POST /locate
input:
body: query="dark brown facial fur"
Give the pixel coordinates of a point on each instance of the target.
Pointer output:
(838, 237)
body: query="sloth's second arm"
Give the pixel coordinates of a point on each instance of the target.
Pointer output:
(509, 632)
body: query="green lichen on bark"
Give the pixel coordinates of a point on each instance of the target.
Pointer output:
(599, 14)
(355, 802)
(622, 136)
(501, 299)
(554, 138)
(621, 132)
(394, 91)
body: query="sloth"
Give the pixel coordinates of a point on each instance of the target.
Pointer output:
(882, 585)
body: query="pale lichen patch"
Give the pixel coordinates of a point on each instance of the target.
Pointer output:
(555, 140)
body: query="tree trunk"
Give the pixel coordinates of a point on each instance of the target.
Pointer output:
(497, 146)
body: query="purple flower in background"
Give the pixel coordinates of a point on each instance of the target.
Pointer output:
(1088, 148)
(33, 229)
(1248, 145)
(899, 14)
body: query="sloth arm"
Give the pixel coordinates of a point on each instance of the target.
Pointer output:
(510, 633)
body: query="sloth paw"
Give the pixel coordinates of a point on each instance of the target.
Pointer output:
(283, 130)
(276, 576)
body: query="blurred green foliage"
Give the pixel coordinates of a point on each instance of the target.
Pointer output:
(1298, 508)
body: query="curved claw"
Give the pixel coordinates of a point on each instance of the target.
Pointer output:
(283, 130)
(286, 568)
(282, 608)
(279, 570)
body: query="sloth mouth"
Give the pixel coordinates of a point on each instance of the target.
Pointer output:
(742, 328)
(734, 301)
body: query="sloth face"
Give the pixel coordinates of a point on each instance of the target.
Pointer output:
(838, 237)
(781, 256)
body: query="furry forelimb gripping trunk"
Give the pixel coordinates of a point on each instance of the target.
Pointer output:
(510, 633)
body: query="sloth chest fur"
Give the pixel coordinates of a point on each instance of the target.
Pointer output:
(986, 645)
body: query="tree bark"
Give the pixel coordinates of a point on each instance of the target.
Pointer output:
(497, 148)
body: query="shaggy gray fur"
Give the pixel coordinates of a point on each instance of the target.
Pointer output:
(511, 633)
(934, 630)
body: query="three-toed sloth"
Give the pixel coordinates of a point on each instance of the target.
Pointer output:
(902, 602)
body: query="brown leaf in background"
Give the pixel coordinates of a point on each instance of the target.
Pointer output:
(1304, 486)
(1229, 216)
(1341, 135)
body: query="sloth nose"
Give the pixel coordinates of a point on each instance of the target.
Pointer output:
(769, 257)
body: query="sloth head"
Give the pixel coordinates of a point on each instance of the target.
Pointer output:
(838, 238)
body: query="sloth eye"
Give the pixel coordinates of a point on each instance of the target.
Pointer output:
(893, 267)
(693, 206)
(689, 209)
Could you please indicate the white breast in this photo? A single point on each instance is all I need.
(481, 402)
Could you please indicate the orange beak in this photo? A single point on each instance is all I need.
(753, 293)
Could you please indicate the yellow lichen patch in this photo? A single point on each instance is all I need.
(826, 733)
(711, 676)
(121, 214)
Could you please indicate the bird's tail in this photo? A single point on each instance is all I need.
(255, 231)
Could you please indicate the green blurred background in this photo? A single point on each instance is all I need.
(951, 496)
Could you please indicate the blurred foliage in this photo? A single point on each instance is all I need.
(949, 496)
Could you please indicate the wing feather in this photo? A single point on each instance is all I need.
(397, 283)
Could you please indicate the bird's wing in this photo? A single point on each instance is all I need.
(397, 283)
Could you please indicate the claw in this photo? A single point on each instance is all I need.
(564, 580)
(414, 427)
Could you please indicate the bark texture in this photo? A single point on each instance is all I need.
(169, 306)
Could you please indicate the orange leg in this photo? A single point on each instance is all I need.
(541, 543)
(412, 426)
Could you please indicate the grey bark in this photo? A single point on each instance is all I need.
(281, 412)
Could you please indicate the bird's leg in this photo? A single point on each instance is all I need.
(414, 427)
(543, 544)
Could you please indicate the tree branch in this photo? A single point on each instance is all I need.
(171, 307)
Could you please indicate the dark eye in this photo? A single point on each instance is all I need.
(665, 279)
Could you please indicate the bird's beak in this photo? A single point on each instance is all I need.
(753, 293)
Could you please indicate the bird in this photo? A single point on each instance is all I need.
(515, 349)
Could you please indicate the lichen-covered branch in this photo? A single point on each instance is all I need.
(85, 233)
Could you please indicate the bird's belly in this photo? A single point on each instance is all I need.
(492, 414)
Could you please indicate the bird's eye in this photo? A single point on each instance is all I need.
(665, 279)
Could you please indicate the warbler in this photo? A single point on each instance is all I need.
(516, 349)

══════════

## [Task brief]
Could you reproduce the listing above with every "in this photo" replaced by "in this image" and nothing else altered?

## [Full answer]
POST /locate
input:
body: query="dark brown facial fur"
Give the pixel coordinates of a point on each instance of the target.
Pointer output:
(838, 237)
body: query="sloth's second arm"
Give the pixel coordinates of a point on each instance of the target.
Pointer output:
(509, 632)
body: query="green lichen on bark"
Give the pixel coordinates of a point on each instance of the target.
Pointer output:
(599, 14)
(355, 802)
(622, 136)
(501, 299)
(554, 138)
(621, 132)
(394, 91)
body: query="sloth"
Give the pixel coordinates of a point on each instance of the target.
Pointer output:
(882, 585)
body: query="pale lichen patch"
Give the pixel coordinates of a point on each instance of the target.
Pointer output:
(555, 140)
body: query="tree trunk"
Give the pixel coordinates of a point on each instance of the target.
Pointer output:
(497, 146)
body: query="purple flower in background"
Give the pixel coordinates of a point on each instance of the target.
Pointer output:
(1088, 148)
(33, 229)
(1248, 145)
(899, 14)
body: query="sloth arm"
Give the pixel coordinates of a point on each instance of the target.
Pointer output:
(510, 633)
body: query="sloth paw"
Give the pixel coordinates of a point on each instance of the target.
Pointer output:
(283, 130)
(276, 576)
body: query="blurred green foliage"
Give the pixel coordinates of a point on each instance of the target.
Pointer output:
(1298, 508)
body: query="curved claw"
Give the pixel coordinates of a point on each instance of the target.
Pointer output:
(283, 130)
(286, 568)
(282, 608)
(279, 570)
body: query="sloth mouth"
Give the pixel coordinates of a point on each instance of the target.
Pointer output:
(742, 328)
(734, 301)
body: query="sloth face"
Give the pixel coordinates of a point on each instance of the target.
Pointer output:
(838, 237)
(781, 256)
body: query="furry forelimb gripping trunk"
Give the pixel coordinates of a point on each instance of the target.
Pointer output:
(510, 633)
body: query="sloth chest fur"
Give the pixel coordinates of a point on each instance of the target.
Pointer output:
(986, 645)
body: query="tree bark"
Give the pixel coordinates of a point on each instance of the target.
Pointer output:
(497, 148)
body: query="shaggy gray fur"
Give the pixel coordinates of a point on each instance of the target.
Pointer output:
(511, 633)
(934, 630)
body: query="three-toed sloth"
Give the pixel coordinates of a point on each instance of the target.
Pointer output:
(902, 602)
body: query="brown leaf in background"
Give the pixel coordinates of a point on each instance of the target.
Pointer output:
(1304, 486)
(1229, 216)
(1341, 135)
body: query="sloth nose"
Give the pixel coordinates of a point on each instance of the target.
Pointer output:
(769, 257)
body: query="sloth head"
Give the pixel coordinates of a point on each instance of the target.
Pointer output:
(838, 238)
body: query="sloth eye"
Give the pixel coordinates of a point on each instance of the target.
Pointer output:
(893, 267)
(693, 206)
(689, 209)
Could you please indicate the white breast in this image? A single point on each instance is all I need.
(481, 402)
Could you please indicate the orange beak in this image? A single point on each instance is all I need.
(753, 293)
Could you please indicate the yellow lichen patch in this image? A single point on each instance is all I need.
(826, 733)
(711, 676)
(121, 214)
Could you please indicate the bird's tail in this image? A single point on each instance is all I need.
(255, 231)
Could you please indicate the green blurred background in this image? A single point on each instance is all I need.
(951, 496)
Could you please indicate the blurred foliage in this image? A single point on each instance is all I need.
(949, 496)
Could you please indicate the wing feather in this image? A single point on each instance is all I need.
(397, 283)
Could you please indicate the bird's wing in this image? A single point on each instance is all I need.
(397, 283)
Could you please indicate the claw in this image? A single point on each instance is all I need.
(564, 580)
(414, 427)
Could you please indicate the bark texture in this image? A single point on each instance is all I need.
(169, 306)
Could you please indicate the orange leg in this image? A single point on each instance is all I need.
(541, 543)
(412, 426)
Could you please indicate the grey bark in this image? A single point on each instance is all I need.
(281, 412)
Could you please indicate the bird's leg in this image? A single point on each instance is all I need.
(414, 427)
(543, 544)
Could you please indicate the tree branch in this image? A single point on each instance is all I need.
(171, 307)
Could you please indicate the dark eye in this image? A single point on each instance is all I need.
(665, 279)
Could you please indicate the bird's beak in this image? A single point on each instance is all I need.
(753, 293)
Could you please indicate the bird in this image? A single point on each instance is all I need.
(515, 349)
Could you please indicate the lichen-covered branch in this image? A single point on each instance is all I need.
(85, 233)
Could you please indicate the bird's belly in this image? A single point on each instance is all I need.
(492, 414)
Could you please indicate the bird's eye in this image? A single point on each instance is all I need.
(665, 279)
Could you please indicate the warbler in this image? A single point on each instance is all I need.
(516, 349)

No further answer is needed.